= Problem to solve =
Please write out the data below word for word, every line of it, leaving out the pictures.

= Input for this task =
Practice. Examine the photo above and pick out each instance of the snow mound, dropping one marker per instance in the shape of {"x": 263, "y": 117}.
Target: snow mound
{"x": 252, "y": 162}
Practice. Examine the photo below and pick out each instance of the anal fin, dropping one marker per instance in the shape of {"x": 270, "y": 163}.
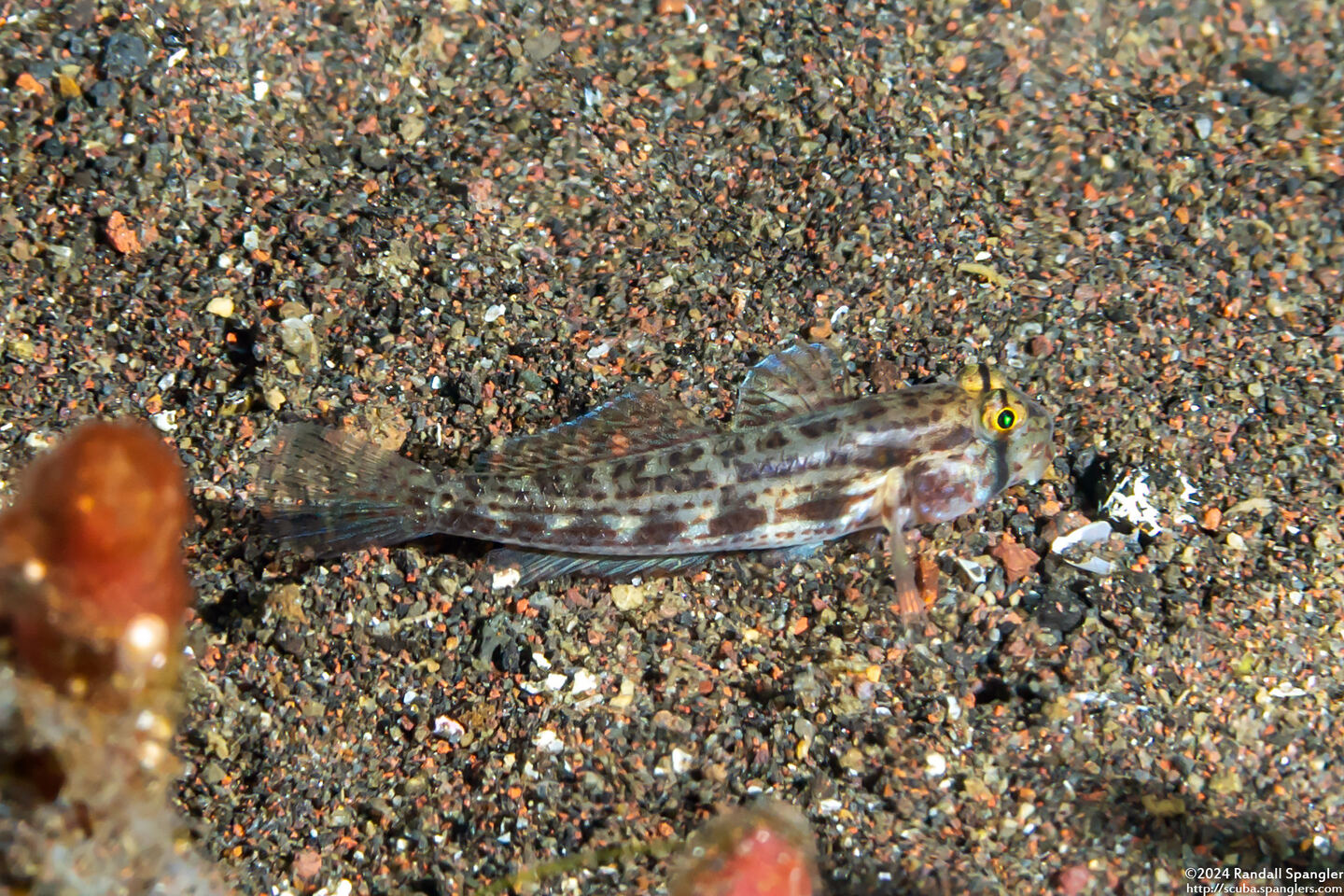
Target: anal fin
{"x": 538, "y": 566}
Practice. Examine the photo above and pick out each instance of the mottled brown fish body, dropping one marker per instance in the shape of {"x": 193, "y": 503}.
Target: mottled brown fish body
{"x": 640, "y": 479}
{"x": 794, "y": 481}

= Exercise answer =
Practice. Examine the photo above and pick out each instance of the snow mound, dropping one marker per instance in the shape of {"x": 263, "y": 117}.
Target: snow mound
{"x": 252, "y": 162}
Practice. Examine the photo below and pick out each instance of the anal fin, dropping one marker per instance in the shape of {"x": 270, "y": 163}.
Target: anal fin
{"x": 538, "y": 566}
Practice. Examine the photo above and pick out each instance of the mottled brown fish body, dropping one marker per instance in the shape of {"x": 193, "y": 503}.
Target: mottled brown fish body
{"x": 640, "y": 479}
{"x": 794, "y": 481}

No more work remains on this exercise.